[Natural-language object grounding data]
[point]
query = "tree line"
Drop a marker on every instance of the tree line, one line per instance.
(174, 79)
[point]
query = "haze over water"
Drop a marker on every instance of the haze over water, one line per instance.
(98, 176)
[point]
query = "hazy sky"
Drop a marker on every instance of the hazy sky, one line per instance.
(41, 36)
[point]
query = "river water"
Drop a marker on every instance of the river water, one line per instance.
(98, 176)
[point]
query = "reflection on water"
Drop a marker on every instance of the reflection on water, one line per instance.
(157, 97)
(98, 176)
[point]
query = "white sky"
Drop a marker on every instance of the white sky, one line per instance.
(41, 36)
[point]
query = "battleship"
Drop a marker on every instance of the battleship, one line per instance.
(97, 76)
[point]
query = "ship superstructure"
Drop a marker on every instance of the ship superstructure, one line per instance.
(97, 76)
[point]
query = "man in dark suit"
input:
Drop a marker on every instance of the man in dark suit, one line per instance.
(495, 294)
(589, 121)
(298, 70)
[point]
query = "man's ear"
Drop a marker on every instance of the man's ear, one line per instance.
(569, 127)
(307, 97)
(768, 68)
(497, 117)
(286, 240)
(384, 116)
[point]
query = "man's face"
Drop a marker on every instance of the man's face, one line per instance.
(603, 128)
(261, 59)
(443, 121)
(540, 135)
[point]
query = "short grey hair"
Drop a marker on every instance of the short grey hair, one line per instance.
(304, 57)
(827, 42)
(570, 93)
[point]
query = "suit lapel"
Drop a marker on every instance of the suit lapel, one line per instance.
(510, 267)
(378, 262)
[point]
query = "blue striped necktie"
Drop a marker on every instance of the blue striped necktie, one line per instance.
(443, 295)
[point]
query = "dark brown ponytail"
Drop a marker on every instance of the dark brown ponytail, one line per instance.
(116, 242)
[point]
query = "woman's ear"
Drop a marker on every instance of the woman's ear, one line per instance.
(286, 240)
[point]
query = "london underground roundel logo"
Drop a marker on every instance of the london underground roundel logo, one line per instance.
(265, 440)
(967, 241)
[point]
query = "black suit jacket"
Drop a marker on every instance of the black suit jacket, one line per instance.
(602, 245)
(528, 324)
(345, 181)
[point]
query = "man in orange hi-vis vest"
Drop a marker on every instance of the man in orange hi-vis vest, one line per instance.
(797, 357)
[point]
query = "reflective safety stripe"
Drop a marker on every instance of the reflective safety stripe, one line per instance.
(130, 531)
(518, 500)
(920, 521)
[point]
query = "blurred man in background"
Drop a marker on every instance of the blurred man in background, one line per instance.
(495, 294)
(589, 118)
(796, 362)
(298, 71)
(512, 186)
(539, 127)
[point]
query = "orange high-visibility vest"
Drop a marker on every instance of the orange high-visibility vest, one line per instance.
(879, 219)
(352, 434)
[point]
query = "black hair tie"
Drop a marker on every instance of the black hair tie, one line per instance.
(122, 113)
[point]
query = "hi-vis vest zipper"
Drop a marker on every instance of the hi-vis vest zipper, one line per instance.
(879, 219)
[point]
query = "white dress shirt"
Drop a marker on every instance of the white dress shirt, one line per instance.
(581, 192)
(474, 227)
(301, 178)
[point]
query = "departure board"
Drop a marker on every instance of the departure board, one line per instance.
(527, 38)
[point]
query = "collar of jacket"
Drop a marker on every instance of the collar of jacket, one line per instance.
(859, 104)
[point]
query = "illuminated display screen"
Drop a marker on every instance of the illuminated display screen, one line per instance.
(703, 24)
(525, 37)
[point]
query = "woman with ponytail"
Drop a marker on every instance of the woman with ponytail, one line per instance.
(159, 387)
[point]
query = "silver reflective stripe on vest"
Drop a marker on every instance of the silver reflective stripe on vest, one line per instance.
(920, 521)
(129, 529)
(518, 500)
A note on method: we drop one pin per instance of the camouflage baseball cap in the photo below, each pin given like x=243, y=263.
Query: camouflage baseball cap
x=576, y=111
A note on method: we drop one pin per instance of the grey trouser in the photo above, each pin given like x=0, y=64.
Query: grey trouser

## Aim of the exercise
Retype exactly, and only, the lines from the line holding "Drop a marker on every instance of the woman with" through the last line of the data; both of those lines count.

## Solution to the problem
Drop a marker on every instance of the woman with ponytail, one line per instance.
(159, 387)
[point]
query = "silver reflective stripe on vest"
Drop a marker on every instance of the silver reflective stripe on vest, one line per instance.
(920, 521)
(129, 529)
(518, 500)
A note on method: we drop one pin per instance of the camouflage baseball cap in the photo below, each pin given like x=243, y=263.
Query: camouflage baseball cap
x=576, y=111
A note on method: we drop one pin per instance of the grey trouser in the photo above, each pin given like x=0, y=64.
Query: grey trouser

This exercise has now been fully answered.